**DATASET RECORDS:**
═══

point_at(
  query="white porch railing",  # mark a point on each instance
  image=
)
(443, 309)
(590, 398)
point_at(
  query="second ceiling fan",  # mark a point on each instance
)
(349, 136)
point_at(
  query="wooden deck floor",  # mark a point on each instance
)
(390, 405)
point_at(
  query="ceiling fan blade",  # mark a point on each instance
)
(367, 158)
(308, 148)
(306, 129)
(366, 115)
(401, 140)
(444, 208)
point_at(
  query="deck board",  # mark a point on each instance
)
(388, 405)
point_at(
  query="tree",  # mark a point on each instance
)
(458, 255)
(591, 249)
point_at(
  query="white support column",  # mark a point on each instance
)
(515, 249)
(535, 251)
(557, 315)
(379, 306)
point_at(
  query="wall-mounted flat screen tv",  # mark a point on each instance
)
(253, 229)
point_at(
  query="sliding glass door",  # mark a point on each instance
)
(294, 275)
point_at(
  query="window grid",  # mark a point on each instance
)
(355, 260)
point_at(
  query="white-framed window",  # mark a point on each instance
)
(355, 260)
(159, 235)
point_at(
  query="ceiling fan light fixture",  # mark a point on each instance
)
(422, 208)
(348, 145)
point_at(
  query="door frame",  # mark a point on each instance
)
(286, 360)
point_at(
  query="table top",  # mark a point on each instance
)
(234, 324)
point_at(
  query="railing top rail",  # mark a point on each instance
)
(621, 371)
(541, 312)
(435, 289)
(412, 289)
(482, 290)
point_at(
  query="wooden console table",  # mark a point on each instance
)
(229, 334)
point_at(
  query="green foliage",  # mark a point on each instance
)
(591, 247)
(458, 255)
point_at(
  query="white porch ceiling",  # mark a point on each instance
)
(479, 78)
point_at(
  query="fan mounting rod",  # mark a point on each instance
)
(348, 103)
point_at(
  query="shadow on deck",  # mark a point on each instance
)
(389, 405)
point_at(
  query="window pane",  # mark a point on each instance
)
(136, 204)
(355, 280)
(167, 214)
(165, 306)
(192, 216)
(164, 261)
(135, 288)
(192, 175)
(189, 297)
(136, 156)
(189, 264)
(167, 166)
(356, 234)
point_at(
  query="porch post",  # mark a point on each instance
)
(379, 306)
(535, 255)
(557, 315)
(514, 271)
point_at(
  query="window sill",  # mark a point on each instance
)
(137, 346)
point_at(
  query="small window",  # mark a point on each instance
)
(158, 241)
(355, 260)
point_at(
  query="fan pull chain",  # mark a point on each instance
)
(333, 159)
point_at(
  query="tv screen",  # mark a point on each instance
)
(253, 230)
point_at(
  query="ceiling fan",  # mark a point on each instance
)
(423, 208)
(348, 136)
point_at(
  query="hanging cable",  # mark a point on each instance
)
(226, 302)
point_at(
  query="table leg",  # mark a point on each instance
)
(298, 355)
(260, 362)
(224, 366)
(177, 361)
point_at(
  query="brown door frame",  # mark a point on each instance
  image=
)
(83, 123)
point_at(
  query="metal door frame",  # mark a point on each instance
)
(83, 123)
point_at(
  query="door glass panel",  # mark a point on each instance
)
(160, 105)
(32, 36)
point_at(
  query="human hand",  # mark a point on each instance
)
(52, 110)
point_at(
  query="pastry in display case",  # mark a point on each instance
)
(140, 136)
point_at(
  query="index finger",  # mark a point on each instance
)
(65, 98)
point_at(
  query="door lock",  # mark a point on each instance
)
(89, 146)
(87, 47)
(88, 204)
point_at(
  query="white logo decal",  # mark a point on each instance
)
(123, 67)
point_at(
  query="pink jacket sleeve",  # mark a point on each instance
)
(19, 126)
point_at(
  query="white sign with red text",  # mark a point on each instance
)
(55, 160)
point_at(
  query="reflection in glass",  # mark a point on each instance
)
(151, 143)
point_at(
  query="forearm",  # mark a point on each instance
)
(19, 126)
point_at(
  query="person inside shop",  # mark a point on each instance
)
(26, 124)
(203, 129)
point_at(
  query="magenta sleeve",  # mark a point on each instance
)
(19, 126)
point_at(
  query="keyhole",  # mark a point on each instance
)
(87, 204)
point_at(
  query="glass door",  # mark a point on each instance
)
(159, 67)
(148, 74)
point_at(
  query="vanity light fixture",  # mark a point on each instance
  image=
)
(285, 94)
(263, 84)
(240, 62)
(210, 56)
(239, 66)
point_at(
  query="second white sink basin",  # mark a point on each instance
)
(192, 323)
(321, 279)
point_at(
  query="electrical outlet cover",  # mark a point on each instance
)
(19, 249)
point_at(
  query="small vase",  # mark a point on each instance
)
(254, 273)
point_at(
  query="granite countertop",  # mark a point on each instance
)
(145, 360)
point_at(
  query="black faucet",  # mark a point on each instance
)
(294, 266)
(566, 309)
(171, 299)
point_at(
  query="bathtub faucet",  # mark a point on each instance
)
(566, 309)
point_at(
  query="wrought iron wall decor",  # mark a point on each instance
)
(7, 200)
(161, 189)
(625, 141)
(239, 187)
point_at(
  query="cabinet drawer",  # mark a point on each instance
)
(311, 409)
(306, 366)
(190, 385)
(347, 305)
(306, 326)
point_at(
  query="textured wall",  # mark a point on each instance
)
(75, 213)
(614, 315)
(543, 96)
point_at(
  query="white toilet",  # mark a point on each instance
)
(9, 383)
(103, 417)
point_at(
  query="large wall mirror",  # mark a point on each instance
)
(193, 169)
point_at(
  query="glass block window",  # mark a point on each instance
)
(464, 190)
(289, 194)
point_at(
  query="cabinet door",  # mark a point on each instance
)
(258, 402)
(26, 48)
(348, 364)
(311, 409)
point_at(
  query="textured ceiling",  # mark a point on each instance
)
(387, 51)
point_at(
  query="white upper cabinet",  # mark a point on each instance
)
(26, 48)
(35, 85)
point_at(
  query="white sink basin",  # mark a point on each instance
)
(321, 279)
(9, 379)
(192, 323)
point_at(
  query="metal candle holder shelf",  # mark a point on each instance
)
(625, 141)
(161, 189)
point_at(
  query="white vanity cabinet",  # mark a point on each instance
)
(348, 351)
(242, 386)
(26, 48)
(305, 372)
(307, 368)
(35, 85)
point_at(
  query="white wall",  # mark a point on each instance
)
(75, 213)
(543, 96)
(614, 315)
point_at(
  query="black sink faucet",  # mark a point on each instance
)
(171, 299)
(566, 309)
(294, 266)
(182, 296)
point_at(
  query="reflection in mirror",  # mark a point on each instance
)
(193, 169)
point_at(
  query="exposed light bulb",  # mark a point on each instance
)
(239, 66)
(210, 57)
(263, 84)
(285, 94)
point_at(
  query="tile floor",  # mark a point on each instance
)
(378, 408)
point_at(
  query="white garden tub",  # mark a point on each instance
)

═══

**PROBLEM REQUIREMENTS:** Respond with only the number of lines in the records that include the word "table".

**ANSWER SPACE:** 3